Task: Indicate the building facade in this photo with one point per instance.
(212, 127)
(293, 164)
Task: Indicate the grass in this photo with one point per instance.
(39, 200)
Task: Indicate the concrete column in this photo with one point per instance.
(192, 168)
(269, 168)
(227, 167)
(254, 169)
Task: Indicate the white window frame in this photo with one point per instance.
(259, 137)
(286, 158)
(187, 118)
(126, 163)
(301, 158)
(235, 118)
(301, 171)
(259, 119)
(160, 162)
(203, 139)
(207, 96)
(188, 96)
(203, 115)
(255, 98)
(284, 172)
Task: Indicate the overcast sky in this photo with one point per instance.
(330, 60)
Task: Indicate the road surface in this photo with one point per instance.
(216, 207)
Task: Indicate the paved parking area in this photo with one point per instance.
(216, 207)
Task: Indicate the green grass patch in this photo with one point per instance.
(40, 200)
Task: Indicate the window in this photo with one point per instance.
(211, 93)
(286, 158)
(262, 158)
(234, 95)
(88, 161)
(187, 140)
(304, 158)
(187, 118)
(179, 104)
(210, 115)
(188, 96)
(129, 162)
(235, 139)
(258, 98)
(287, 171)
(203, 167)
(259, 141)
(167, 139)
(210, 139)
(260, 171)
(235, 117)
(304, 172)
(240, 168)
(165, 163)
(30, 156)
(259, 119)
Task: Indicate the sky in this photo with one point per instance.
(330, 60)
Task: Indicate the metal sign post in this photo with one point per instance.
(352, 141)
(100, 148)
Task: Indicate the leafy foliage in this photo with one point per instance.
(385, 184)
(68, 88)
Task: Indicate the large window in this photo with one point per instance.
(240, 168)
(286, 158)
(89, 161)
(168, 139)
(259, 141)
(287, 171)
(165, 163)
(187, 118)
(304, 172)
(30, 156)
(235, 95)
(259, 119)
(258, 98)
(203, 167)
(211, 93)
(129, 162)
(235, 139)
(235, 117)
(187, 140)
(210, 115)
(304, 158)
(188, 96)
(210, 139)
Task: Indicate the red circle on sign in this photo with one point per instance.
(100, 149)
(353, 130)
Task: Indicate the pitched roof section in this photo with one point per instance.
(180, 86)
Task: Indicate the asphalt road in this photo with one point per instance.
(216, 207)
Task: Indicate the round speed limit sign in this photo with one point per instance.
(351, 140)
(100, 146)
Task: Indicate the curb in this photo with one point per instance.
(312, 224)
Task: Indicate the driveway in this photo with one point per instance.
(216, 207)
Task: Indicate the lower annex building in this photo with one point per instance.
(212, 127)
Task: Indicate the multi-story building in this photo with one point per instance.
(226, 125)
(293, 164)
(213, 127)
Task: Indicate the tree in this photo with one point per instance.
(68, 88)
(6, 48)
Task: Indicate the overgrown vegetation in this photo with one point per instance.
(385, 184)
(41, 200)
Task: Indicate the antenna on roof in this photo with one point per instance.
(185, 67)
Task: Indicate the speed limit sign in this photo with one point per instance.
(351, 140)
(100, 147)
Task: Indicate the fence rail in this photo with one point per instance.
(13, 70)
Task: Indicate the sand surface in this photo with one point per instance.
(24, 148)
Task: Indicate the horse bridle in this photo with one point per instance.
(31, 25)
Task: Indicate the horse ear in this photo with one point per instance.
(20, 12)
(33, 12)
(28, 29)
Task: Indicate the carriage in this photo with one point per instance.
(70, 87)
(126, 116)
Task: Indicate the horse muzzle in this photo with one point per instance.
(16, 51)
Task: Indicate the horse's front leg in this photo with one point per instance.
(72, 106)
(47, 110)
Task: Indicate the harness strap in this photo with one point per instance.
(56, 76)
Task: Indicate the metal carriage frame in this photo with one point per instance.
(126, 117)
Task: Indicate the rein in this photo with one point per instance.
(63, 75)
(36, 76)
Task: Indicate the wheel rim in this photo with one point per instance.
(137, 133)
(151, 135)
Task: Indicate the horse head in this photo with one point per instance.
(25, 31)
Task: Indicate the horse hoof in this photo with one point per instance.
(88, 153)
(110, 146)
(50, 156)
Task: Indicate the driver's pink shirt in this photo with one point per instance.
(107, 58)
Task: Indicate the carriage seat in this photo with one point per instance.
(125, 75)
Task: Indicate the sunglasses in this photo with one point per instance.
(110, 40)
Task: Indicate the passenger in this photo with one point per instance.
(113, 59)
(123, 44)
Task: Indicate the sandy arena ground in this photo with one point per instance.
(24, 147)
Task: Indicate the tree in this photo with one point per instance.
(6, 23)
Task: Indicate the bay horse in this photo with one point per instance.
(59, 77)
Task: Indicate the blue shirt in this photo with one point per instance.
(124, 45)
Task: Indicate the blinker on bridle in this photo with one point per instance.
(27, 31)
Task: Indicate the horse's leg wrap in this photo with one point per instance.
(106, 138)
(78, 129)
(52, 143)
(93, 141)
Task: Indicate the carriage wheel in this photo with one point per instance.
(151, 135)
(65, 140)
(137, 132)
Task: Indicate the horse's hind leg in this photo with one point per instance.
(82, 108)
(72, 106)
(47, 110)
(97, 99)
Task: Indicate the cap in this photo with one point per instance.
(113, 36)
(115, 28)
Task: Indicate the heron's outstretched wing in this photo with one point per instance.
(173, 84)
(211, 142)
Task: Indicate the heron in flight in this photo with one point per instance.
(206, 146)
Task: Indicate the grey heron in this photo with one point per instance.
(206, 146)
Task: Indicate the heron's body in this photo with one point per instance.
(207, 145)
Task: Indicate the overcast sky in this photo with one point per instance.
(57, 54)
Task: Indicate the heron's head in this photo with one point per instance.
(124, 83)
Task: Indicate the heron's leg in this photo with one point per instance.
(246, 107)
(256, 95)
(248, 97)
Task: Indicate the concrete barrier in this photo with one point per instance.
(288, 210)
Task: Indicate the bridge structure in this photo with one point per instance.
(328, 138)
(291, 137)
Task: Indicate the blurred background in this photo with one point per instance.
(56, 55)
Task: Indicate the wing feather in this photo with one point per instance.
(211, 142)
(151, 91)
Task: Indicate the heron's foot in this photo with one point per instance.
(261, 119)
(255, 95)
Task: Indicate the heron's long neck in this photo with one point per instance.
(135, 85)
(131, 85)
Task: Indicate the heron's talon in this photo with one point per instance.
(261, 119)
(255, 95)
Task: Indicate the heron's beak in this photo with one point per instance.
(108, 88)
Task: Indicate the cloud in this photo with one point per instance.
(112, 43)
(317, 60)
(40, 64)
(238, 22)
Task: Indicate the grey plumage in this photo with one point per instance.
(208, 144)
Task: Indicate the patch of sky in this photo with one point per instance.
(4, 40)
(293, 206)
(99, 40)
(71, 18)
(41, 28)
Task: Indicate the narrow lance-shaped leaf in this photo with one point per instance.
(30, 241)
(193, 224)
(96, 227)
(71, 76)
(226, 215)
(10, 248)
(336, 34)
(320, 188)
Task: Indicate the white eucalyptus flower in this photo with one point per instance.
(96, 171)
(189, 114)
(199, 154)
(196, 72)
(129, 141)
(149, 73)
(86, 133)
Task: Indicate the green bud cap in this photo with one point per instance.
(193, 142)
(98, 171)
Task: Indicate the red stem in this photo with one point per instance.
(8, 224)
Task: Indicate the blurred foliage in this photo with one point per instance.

■ ■ ■

> **Instructions for the task**: Copy all the records above precisely.

> **Reply**:
Task: Indicate the building facade in this photo with one point per instance.
(212, 127)
(293, 164)
Task: Indicate the grass in this photo with one point per instance.
(39, 200)
Task: Indicate the concrete column in this photo with one point per instance.
(192, 168)
(269, 168)
(227, 167)
(254, 169)
Task: Indicate the white window frame in this photo with one point per instance.
(259, 137)
(286, 158)
(187, 118)
(126, 163)
(301, 158)
(235, 118)
(301, 171)
(259, 119)
(160, 162)
(203, 139)
(207, 96)
(188, 96)
(203, 115)
(255, 98)
(284, 172)
Task: Indicate the overcast sky in this photo with one point per instance.
(330, 60)
Task: Indicate the road surface in this photo with one point per instance.
(216, 207)
Task: Indicate the paved parking area in this photo with one point per instance.
(216, 207)
Task: Indicate the green grass patch in this photo with one point per instance.
(40, 200)
Task: Indicate the window in this photo with one point per instance.
(211, 93)
(286, 158)
(262, 158)
(234, 95)
(88, 161)
(187, 140)
(304, 158)
(187, 118)
(179, 104)
(210, 115)
(188, 96)
(129, 162)
(235, 139)
(258, 98)
(287, 171)
(203, 167)
(259, 141)
(167, 139)
(210, 139)
(260, 171)
(235, 117)
(304, 172)
(240, 168)
(165, 163)
(30, 156)
(259, 119)
Task: Indicate the sky in this photo with one point per instance.
(330, 60)
Task: Indicate the metal sign post in this photo with one point per instance.
(352, 141)
(100, 148)
Task: Indicate the leafy foliage in this photo with one point per instance.
(385, 184)
(68, 88)
Task: Indicate the large window in this photo with one point per instance.
(240, 168)
(286, 158)
(89, 161)
(168, 139)
(259, 141)
(287, 171)
(165, 163)
(187, 118)
(304, 172)
(30, 156)
(235, 95)
(259, 119)
(258, 98)
(203, 167)
(211, 93)
(129, 162)
(235, 139)
(235, 117)
(187, 140)
(210, 115)
(304, 158)
(188, 96)
(210, 139)
Task: Indicate the red circle on sign in this photo with one point per instance.
(100, 149)
(353, 130)
Task: Indicate the pitched roof section in this photo with one point per instance.
(180, 86)
Task: Indicate the asphalt road in this photo with one point per instance.
(216, 207)
Task: Indicate the round speed limit sign in this photo with one point per instance.
(351, 140)
(100, 146)
Task: Indicate the curb in this photo with one point per instance.
(312, 224)
Task: Indicate the driveway in this photo with one point per instance.
(216, 207)
Task: Indicate the lower annex building in this photo with one point per instance.
(212, 127)
Task: Indicate the multi-story building in this photo with one point per instance.
(226, 125)
(293, 164)
(213, 127)
Task: Indicate the tree in this photo with one point per instance.
(68, 88)
(6, 48)
Task: Indicate the overgrown vegetation in this photo with one point per instance.
(385, 184)
(41, 200)
Task: Indicate the antenna on roof in this photo with one point per instance.
(185, 67)
Task: Indicate the speed limit sign in this photo with one point per instance.
(351, 140)
(100, 147)
Task: Indicate the fence rail in this photo with one point per instance.
(13, 70)
Task: Indicate the sand surface in this photo with one point per instance.
(24, 148)
Task: Indicate the horse bridle in this photo with one point per instance.
(31, 25)
Task: Indicate the horse ear in this photo with one point per instance.
(20, 12)
(33, 12)
(28, 29)
Task: Indicate the carriage in this photo with one point per instance.
(70, 87)
(126, 116)
Task: Indicate the horse muzzle in this photo with one point per instance.
(16, 51)
Task: Indicate the horse's front leg in this photo with one point per instance.
(72, 106)
(47, 110)
Task: Indicate the harness strap in this photo with one point per instance.
(56, 76)
Task: Indicate the metal carriage frame in this photo with one point per instance.
(126, 117)
Task: Indicate the rein in this photo with one point per instance.
(63, 75)
(36, 76)
Task: Indicate the wheel rim in this photo with one point per instance.
(137, 133)
(151, 135)
Task: Indicate the horse head in this photo with one point per instance.
(25, 31)
Task: Indicate the horse hoof in this photo with one point per instance.
(88, 153)
(110, 146)
(50, 156)
Task: Indicate the driver's pink shirt in this photo with one point per instance.
(107, 58)
Task: Indicate the carriage seat in this photo with one point per instance.
(125, 75)
Task: Indicate the sunglasses in this photo with one point per instance.
(110, 40)
Task: Indicate the passenger in this photo with one point per instance.
(113, 59)
(123, 44)
Task: Indicate the sandy arena ground in this photo with one point per instance.
(24, 147)
Task: Indicate the tree in this photo with one point per instance.
(6, 23)
Task: Indicate the bay horse in this photo with one point per instance.
(59, 77)
Task: Indicate the blue shirt in this photo with one point per instance.
(124, 45)
Task: Indicate the blinker on bridle in this photo with one point per instance.
(27, 31)
Task: Indicate the horse's leg wrap in this photo with one point per instance.
(106, 138)
(78, 129)
(52, 143)
(93, 141)
Task: Indicate the carriage wheel in this photo with one point per instance.
(151, 135)
(65, 140)
(137, 132)
Task: Indicate the horse's hind leg in this photo with one point per instance.
(82, 108)
(72, 106)
(47, 110)
(97, 99)
Task: Indicate the cap in this photo with one point per instance.
(113, 36)
(115, 28)
Task: Indicate the heron's outstretched wing in this photo with one point per instance.
(173, 84)
(211, 142)
Task: Indicate the heron in flight in this photo with one point per instance.
(206, 146)
Task: Indicate the grey heron in this photo with one point per instance.
(206, 146)
Task: Indicate the heron's body in this photo with one point per instance.
(207, 145)
Task: Indicate the overcast sky in this photo with one point per instance.
(57, 54)
Task: Indicate the heron's head in this photo with one point per instance.
(124, 83)
Task: Indicate the heron's leg in this photo with one point per instance.
(246, 107)
(256, 95)
(248, 97)
Task: Indicate the concrete barrier in this photo with one point per instance.
(288, 210)
Task: Indicate the bridge structure in this photo with one point per instance.
(328, 138)
(291, 137)
Task: Indicate the blurred background in this photo with one point per instance.
(56, 55)
Task: Indicate the wing feather in this photo with one point per instance.
(211, 142)
(151, 91)
Task: Indicate the heron's foot in this photo with one point per instance.
(261, 119)
(255, 95)
Task: Indicate the heron's long neck in this photo with one point per instance.
(135, 85)
(131, 85)
Task: Indicate the heron's talon in this photo with one point per instance.
(261, 119)
(255, 95)
Task: Indicate the heron's beak in this photo with one point per instance.
(108, 88)
Task: Indicate the cloud in this photo with one point per instance.
(112, 43)
(317, 60)
(40, 64)
(238, 22)
Task: Indicate the grey plumage in this photo with one point per instance.
(208, 144)
Task: Indicate the patch of sky in this photo with one point per instance.
(4, 40)
(293, 206)
(99, 40)
(71, 18)
(41, 28)
Task: Indicate the narrow lance-shaped leaf in this photo with one point per instance.
(30, 241)
(193, 224)
(96, 227)
(71, 76)
(226, 215)
(10, 248)
(336, 34)
(320, 188)
Task: Indicate the white eucalyptus flower in this photo with one point per instance.
(96, 171)
(189, 114)
(199, 154)
(196, 72)
(129, 141)
(149, 73)
(86, 133)
Task: Indicate the green bud cap in this photo with one point per instance.
(193, 142)
(98, 171)
Task: Indicate the red stem in this photo with one point per instance.
(8, 224)
Task: Indicate the blurred foliage in this photo with one point per instance.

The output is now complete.